When in my late teens/early 20s (very much Peak End-of-History), I desired that the name socialism be affixed to my political ideas or those that I agreed with. You know the gist: “this is what socialists should do”, or “this is what communists think”, and so on. That the stamp of political identity be inked onto a defined set of progressive or radical ideas.
But why? Why the insistence on the label?
After all, most people don’t identify as socialists. Some of the people you’re trying to reach may even have relatively negative views of ‘socialism’ (or other cognates). Speaking in the name of socialism might only exclude people by signalling that “what follows is not for you”: Well, I’m no socialist, so your argument about migration or public goods or political parties is not relevant to me. I’ll accept that it can be useful if speaking to – or wanting to reach only – a defined audience of activists and intellectuals who self-identify as socialists. Most of the time, it isn’t; certainly not in our times. But of course, the revival of interest in and identification with ‘socialism’ in the US does prompt the question (about which more below).
It’s important work, growing support for socialism. But how much energy do we want to dedicate to fighting over and for specific political terms? It might be instructive to look at what the new ‘populist’ Right is doing.
The emerging new Right have given the name of “socialism” to all the corruptions of capitalist society. To most of the oppressions too.
- Politician using state funds illicitly? That’s because of statism, ergo socialism.
- Liberal cultural elites condescending to you? That’s socialism.
- High taxes and poor social services? That’s socialism.
The basic recipe is to conflate cultural liberalism, moral and political corruption and the left. In some cases, the Left is also burdened with abandoning the working class, with the Right coming in as its true defender; in others, the new nationalist Right uses ‘libertarian’ arguments against state spending.

Records from a data collection:
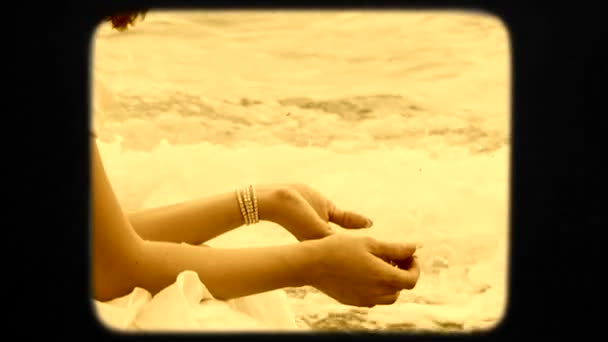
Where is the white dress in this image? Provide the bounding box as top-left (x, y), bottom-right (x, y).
top-left (91, 77), bottom-right (299, 332)
top-left (93, 271), bottom-right (301, 332)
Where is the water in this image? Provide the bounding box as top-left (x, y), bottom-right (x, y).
top-left (92, 11), bottom-right (510, 330)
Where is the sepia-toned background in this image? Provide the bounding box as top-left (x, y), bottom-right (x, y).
top-left (91, 10), bottom-right (510, 331)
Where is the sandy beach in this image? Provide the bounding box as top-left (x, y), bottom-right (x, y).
top-left (91, 11), bottom-right (510, 332)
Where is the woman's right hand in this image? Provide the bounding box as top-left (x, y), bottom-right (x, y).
top-left (307, 234), bottom-right (420, 307)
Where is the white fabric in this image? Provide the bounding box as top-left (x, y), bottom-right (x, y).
top-left (94, 271), bottom-right (299, 332)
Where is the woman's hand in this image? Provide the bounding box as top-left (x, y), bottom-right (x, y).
top-left (304, 234), bottom-right (420, 307)
top-left (270, 184), bottom-right (372, 241)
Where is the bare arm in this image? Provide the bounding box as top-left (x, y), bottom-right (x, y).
top-left (91, 140), bottom-right (316, 301)
top-left (128, 185), bottom-right (279, 245)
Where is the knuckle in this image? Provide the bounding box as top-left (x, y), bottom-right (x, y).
top-left (404, 280), bottom-right (416, 290)
top-left (276, 186), bottom-right (298, 201)
top-left (363, 236), bottom-right (378, 249)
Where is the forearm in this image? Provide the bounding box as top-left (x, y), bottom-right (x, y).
top-left (133, 241), bottom-right (317, 300)
top-left (128, 185), bottom-right (278, 245)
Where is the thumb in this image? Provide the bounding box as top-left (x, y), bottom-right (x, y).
top-left (327, 202), bottom-right (373, 228)
top-left (370, 242), bottom-right (416, 261)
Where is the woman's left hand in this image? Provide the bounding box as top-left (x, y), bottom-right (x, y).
top-left (270, 184), bottom-right (372, 241)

# WHAT IS EXPECTED
Answer these about the passage on the socialism label:
1. At what age did the writer want the name socialism attached to their political ideas?
2. To what has the emerging new Right given the name "socialism"?
3. What does the "basic recipe" conflate?

# WORKED SOLUTION
1. In the writer's late teens and early 20s.
2. To all the corruptions of capitalist society, and to most of its oppressions.
3. Cultural liberalism, moral and political corruption, and the left.